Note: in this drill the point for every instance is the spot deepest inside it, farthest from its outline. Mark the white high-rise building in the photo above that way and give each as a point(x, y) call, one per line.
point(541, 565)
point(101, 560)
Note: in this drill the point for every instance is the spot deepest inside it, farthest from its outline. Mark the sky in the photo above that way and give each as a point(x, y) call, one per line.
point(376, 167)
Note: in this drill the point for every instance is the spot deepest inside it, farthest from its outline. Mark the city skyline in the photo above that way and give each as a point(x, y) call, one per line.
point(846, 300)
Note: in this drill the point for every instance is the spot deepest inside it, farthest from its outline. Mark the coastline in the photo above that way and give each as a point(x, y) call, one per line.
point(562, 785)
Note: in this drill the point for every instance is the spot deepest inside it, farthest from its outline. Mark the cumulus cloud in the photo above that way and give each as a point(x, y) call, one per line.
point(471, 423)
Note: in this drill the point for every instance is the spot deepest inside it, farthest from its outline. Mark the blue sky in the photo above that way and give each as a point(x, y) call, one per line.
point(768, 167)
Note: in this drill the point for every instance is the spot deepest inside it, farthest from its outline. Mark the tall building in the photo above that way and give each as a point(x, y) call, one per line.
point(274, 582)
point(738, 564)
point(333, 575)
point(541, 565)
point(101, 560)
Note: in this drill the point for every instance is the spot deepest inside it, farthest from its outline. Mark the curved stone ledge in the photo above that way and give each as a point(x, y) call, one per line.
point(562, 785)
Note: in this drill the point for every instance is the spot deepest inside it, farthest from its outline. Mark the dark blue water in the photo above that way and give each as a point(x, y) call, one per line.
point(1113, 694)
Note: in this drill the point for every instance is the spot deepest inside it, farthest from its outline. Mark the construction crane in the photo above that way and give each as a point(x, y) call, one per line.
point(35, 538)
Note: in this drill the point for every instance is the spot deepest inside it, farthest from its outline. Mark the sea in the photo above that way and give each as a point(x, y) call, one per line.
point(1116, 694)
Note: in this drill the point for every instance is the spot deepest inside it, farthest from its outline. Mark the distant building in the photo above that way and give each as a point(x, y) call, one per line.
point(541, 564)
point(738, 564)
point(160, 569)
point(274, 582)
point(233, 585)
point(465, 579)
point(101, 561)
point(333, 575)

**What the task requires**
Can you reproduce all the material exactly?

**Task output**
Note: in this drill the point for every instance is the spot deepest inside it, farthest from its outline. Mark the white high-rise building in the photo above that way and give each as a point(x, y) call, one per line.
point(541, 565)
point(101, 560)
Note: in this drill the point for every instance is the spot deepest inside it, farthest from its outline. Mark the sky in the photo above that way and give each as a point(x, y) call, one per line.
point(376, 167)
Note: in this drill the point for every instance is the spot deepest inside it, farthest from its outline. Mark the city skyline in the photo above that way and give each as a point(x, y) call, one per line.
point(846, 300)
Note: in this drill the point for every instance is the spot deepest inside it, farthest from its outline. Mark the coastline in the photo above that way and give each as a point(x, y) call, one per line.
point(562, 785)
Note: in this drill the point for every instance is the spot deepest inside it, farthest from its outline. Mark the cumulus cloud in the photo above that way and give each as a point(x, y) call, one per line.
point(471, 423)
Note: in this drill the point for every instance is the spot deepest inside it, farthest from its outline. Mark the blue sky in the photo above that way and give each as a point(x, y) call, one per line.
point(768, 167)
Note: in this drill the point for every instance is the spot deepest inside it, farthest from its outline. Mark the tall building in the photo above that way and give each as a point(x, y) call, one per line.
point(274, 582)
point(738, 564)
point(333, 575)
point(541, 565)
point(101, 560)
Note: in this drill the point for every instance is the spot deepest inside it, farthest from its outline. Mark the curved stone ledge in the photo above that way and give each as a point(x, y) call, one per line.
point(562, 785)
Note: in this drill the point for every instance is the spot deepest inside it, farthest from its outline. Mark the dark blue water in the photo above that way and give each as a point(x, y) call, one per line.
point(1113, 694)
Note: in this drill the point for every instance is the spot deepest inside it, farthest from its outline. Mark the construction crane in the photo above that way and give each as a point(x, y) call, one per line.
point(35, 538)
Note: in this drill the point for every instance is the spot deepest inside it, farthest from its outline. Mark the sea in the photo above that way and give each as a point(x, y) call, one per line.
point(1116, 694)
Note: in this drill the point for every instance is the spot deepest inside it, farthest from its outline. Mark the distant building in the photo above that way and give each as a point(x, y) call, one per line.
point(541, 564)
point(738, 564)
point(160, 569)
point(274, 582)
point(233, 585)
point(465, 579)
point(101, 561)
point(333, 575)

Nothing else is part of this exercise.